**** Listing ****
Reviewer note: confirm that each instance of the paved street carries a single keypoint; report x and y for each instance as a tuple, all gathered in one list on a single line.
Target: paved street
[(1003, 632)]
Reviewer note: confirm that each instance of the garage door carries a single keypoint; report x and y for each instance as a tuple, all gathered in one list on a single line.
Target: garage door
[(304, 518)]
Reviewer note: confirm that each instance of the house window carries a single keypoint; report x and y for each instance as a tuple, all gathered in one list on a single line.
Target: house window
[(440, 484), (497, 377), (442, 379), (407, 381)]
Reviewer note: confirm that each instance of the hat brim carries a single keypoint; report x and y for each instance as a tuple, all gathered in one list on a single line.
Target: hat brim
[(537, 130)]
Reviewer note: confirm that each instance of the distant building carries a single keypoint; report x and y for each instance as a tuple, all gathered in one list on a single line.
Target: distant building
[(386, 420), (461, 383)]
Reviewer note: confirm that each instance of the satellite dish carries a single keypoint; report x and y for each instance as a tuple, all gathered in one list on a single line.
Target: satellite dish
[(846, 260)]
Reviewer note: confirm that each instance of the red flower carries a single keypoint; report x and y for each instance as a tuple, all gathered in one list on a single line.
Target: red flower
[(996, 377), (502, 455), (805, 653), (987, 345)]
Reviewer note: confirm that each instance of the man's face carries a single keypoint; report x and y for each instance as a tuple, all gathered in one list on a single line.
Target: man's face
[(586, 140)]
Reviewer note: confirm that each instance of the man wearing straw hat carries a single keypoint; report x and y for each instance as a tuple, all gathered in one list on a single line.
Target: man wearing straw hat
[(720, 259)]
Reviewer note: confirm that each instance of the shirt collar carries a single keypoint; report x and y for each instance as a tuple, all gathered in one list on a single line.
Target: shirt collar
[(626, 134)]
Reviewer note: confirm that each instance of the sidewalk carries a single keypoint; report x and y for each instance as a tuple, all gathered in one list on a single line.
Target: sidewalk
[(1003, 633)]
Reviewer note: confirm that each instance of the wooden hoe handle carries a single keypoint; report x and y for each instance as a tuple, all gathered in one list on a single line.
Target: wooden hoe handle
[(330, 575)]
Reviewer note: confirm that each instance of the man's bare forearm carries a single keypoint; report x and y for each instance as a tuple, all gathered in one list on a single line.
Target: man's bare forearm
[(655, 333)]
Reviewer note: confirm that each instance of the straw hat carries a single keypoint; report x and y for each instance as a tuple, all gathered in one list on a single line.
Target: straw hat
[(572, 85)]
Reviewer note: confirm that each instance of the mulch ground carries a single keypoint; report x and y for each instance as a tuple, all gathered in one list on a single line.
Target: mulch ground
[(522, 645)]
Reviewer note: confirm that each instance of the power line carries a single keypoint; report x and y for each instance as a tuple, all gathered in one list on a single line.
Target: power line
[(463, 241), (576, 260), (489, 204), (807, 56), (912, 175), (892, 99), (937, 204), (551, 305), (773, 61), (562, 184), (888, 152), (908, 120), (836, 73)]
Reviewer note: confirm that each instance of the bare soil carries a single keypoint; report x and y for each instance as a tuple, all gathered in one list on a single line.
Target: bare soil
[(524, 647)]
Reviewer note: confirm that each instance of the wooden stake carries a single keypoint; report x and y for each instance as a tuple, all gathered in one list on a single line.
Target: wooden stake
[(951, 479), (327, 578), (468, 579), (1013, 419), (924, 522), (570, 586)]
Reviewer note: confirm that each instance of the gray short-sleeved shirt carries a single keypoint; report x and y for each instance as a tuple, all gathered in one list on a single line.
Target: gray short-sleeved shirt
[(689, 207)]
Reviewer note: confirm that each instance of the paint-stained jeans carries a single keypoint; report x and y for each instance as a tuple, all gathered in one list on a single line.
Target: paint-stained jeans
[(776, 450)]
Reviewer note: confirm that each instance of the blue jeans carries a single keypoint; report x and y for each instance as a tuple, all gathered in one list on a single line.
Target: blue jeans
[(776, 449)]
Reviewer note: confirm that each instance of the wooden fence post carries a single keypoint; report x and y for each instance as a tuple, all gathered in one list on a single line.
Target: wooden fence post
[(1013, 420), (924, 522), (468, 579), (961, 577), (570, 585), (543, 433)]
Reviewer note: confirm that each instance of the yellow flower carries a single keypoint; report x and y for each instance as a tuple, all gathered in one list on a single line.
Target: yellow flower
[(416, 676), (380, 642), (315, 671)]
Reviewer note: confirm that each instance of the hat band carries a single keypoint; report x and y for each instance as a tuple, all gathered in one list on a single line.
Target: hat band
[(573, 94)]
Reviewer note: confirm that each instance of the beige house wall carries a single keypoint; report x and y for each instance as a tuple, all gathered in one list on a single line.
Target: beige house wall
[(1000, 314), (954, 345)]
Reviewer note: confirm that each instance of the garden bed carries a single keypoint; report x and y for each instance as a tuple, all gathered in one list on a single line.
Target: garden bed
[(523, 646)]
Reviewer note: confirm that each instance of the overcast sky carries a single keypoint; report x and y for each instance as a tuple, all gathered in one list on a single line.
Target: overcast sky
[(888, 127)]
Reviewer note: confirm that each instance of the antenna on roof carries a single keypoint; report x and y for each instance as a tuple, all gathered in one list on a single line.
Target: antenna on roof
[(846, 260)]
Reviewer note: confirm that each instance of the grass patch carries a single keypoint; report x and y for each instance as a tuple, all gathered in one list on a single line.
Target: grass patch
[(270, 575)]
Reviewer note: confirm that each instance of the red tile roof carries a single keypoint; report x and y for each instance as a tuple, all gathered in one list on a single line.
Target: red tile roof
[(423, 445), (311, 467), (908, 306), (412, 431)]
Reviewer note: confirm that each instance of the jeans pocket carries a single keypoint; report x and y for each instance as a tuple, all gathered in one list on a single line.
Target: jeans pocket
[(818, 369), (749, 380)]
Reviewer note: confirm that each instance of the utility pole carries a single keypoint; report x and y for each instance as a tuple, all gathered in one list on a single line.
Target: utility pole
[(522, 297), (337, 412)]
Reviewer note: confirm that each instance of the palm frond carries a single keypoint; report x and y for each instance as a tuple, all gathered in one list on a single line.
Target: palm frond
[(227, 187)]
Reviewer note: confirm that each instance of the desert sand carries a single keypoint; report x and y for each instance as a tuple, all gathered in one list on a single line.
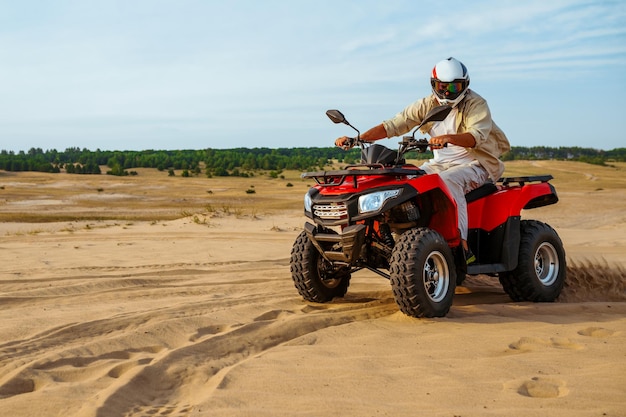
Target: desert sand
[(169, 296)]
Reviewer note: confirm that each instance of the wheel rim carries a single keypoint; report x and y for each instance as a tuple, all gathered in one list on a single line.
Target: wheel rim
[(546, 264), (436, 276)]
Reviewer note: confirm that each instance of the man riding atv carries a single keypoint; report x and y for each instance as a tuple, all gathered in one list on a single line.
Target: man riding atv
[(466, 145), (425, 228)]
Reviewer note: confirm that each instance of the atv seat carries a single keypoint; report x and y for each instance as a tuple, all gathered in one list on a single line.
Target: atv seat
[(480, 192)]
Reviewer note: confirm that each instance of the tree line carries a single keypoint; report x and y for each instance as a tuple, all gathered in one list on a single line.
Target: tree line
[(245, 161)]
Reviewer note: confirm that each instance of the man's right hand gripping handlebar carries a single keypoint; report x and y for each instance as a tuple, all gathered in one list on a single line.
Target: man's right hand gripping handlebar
[(345, 143)]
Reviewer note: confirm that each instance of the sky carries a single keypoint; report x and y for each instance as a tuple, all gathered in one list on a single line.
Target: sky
[(194, 74)]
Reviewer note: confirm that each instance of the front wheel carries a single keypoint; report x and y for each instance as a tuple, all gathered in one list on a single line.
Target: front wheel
[(540, 272), (423, 275), (315, 278)]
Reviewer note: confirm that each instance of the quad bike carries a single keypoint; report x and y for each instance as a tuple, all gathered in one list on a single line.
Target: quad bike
[(392, 218)]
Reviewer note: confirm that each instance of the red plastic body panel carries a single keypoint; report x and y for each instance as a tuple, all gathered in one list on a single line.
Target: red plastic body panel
[(490, 212)]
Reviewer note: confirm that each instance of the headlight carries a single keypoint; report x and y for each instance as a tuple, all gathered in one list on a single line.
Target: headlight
[(374, 201)]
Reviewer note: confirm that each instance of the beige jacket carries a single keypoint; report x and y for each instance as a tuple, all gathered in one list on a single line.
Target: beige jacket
[(474, 117)]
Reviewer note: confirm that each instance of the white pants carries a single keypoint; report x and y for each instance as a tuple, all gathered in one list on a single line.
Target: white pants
[(460, 180)]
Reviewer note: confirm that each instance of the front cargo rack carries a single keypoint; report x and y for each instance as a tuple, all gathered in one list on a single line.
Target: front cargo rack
[(338, 177)]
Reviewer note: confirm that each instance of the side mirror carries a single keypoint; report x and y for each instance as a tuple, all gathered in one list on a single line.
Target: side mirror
[(337, 117)]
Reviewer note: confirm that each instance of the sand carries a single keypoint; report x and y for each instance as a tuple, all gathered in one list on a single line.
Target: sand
[(194, 313)]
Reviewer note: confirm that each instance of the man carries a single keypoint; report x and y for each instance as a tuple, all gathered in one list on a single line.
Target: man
[(466, 145)]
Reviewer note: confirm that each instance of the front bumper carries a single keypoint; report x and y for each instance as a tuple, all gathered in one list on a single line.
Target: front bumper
[(344, 248)]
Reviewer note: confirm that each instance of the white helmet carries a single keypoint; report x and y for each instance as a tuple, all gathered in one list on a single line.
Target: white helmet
[(450, 81)]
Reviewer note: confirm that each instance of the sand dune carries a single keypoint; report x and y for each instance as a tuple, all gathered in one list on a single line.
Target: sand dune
[(197, 316)]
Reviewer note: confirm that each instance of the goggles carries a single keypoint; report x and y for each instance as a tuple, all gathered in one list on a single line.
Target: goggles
[(454, 87)]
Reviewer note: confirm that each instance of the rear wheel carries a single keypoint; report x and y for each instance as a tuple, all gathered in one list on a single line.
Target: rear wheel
[(422, 273), (540, 272), (315, 278)]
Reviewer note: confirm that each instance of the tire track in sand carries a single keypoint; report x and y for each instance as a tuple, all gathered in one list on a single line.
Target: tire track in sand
[(165, 386)]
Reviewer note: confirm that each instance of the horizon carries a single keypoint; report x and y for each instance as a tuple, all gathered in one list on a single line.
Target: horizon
[(212, 75)]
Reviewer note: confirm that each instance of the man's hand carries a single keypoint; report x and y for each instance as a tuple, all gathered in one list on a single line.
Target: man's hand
[(438, 142)]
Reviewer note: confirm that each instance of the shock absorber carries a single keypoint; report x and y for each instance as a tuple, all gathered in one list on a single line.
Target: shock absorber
[(385, 235)]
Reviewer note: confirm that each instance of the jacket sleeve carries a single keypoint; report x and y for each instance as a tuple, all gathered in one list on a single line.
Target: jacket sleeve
[(407, 119)]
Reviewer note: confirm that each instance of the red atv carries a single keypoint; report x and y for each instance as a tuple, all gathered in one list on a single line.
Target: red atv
[(394, 219)]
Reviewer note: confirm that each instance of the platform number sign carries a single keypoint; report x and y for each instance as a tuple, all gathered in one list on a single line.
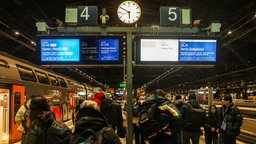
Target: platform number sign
[(87, 15), (169, 16)]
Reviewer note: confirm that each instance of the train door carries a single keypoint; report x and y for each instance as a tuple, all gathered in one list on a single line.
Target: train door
[(17, 99), (4, 114)]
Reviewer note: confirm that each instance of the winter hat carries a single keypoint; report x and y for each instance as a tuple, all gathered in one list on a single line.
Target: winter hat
[(39, 103), (192, 96), (227, 97), (97, 98), (178, 97)]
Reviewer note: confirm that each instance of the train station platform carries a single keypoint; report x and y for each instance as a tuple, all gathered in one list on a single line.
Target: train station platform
[(123, 140)]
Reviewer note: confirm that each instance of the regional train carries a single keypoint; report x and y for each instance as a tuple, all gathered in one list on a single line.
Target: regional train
[(20, 79)]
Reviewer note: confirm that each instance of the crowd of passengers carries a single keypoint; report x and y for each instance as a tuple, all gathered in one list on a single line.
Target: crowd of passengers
[(219, 126)]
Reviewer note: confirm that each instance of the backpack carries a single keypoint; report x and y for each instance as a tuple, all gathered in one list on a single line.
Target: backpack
[(89, 136), (195, 118), (58, 133), (24, 119), (152, 121), (106, 108)]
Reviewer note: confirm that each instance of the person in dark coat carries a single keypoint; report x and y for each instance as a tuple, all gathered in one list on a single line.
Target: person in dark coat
[(211, 126), (179, 103), (190, 131), (90, 117), (231, 121), (40, 117), (169, 136)]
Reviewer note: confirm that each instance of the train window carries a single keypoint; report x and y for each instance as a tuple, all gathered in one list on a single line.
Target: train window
[(17, 97), (42, 77), (54, 80), (70, 82), (26, 73), (4, 63), (62, 82)]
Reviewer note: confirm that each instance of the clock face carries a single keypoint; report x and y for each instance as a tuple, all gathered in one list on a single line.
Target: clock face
[(129, 12)]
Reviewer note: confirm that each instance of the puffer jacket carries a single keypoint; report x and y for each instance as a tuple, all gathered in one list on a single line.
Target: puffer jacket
[(36, 134), (174, 119), (233, 119), (88, 118), (19, 117), (185, 109)]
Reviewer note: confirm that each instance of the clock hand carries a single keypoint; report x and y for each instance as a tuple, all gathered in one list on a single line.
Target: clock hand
[(129, 14), (124, 9)]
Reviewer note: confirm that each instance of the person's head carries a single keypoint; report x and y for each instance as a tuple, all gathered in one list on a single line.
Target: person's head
[(226, 99), (178, 97), (80, 100), (85, 106), (98, 96), (212, 109), (38, 104), (90, 104), (192, 96), (159, 92), (97, 90)]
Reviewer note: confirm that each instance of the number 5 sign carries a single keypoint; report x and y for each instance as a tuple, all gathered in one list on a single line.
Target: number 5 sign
[(169, 16), (88, 15)]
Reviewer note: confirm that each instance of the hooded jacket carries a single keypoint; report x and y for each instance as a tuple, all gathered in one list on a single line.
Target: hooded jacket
[(36, 134), (89, 118), (233, 119), (185, 114), (19, 117)]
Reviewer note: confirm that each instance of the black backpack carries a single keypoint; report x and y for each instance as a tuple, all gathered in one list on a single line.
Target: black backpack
[(58, 133), (24, 119), (153, 122), (195, 118), (106, 108), (89, 136)]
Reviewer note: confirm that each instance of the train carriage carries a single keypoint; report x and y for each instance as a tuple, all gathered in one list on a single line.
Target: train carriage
[(20, 79)]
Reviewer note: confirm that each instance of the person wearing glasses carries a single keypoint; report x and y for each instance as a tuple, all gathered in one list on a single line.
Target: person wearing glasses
[(231, 121)]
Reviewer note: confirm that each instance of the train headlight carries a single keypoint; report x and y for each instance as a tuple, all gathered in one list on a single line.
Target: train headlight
[(5, 138)]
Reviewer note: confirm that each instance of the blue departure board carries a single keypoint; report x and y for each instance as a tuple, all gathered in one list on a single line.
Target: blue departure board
[(195, 50), (60, 50)]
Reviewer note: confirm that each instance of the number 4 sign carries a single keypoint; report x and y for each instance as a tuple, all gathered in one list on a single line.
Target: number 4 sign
[(88, 15)]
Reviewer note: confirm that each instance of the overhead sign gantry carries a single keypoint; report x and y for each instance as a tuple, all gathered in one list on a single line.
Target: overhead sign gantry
[(86, 17)]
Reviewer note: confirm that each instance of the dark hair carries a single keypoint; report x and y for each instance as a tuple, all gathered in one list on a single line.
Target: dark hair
[(192, 96), (227, 97), (39, 103), (178, 97), (159, 92)]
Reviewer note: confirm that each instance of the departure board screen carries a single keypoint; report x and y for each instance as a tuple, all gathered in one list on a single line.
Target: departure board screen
[(81, 50), (108, 50), (58, 50), (159, 50), (197, 50), (176, 50)]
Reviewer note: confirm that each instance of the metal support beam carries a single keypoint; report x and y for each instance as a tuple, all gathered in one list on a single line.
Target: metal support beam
[(158, 29), (129, 89)]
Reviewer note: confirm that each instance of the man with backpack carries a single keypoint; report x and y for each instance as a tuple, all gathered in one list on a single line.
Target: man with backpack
[(42, 127), (20, 119), (159, 119), (194, 117), (231, 121), (91, 126)]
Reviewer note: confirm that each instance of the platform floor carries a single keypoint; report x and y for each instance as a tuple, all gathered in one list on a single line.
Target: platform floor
[(123, 140)]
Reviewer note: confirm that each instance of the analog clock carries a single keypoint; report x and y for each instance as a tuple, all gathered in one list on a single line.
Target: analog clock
[(129, 12)]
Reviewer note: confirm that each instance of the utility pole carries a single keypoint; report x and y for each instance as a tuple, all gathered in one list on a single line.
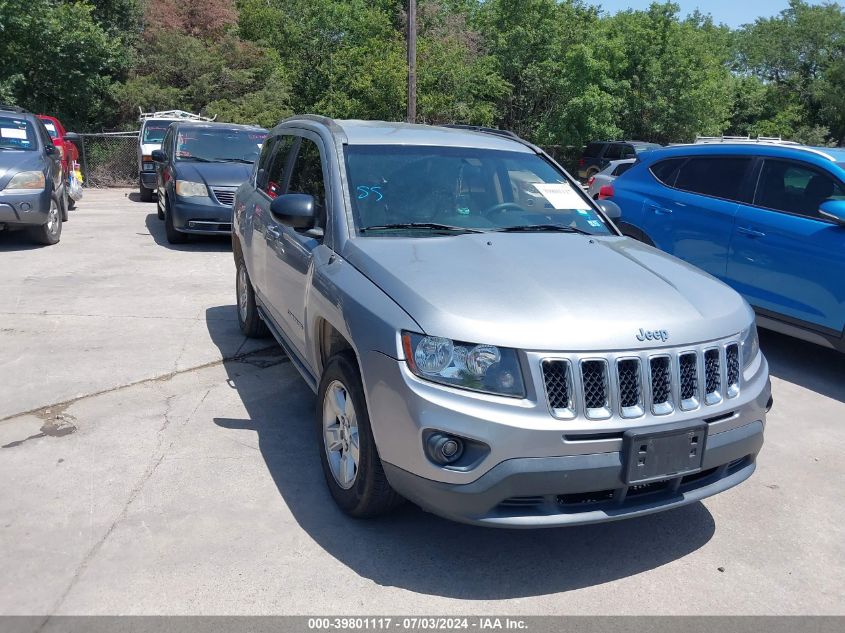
****
◆ **Task to carry out**: Copy out the data above verbatim, between the lines holding "Reviewer note: confirm that each instance of the satellite" and "[(1003, 633)]", inclusive.

◆ **Solution below**:
Reviewer note: confirm that each instance of the satellite dish carries a single keypoint; report x and y for each instance as a tuple, all gathered in one list on a single line.
Target: satellite dish
[(846, 260)]
Reviewer note: confirm that each instance of the red flower carries a single keypoint; report x and y for each instance as a tuple, all gathered in one list on a single line.
Target: red flower
[(996, 377), (502, 455), (805, 653), (987, 345)]
Reviewer note: confirm that each instance of the man's face carries a single keypoint; report x and y for each instance as a tuple, all gathered in one list on a single line.
Target: man's face
[(586, 140)]
Reviewer note: confirm that each instance of the man wearing straw hat carries a single keypoint; report x and y for each instance as a tuple, all gathered in one list on a single line.
Target: man wearing straw hat
[(720, 259)]
Reviewer note: confirm that each instance of the shirt collar carries a single keypoint; report x and y for each instance as a tuple, all gathered in one list on a single line.
Target: shirt collar
[(626, 134)]
Reviewer note: confirm that each instance of the sidewalk carries a single keypoint; report x and y for each instance as a tuple, all gathered in one list on a single line.
Target: sidewalk
[(1003, 633)]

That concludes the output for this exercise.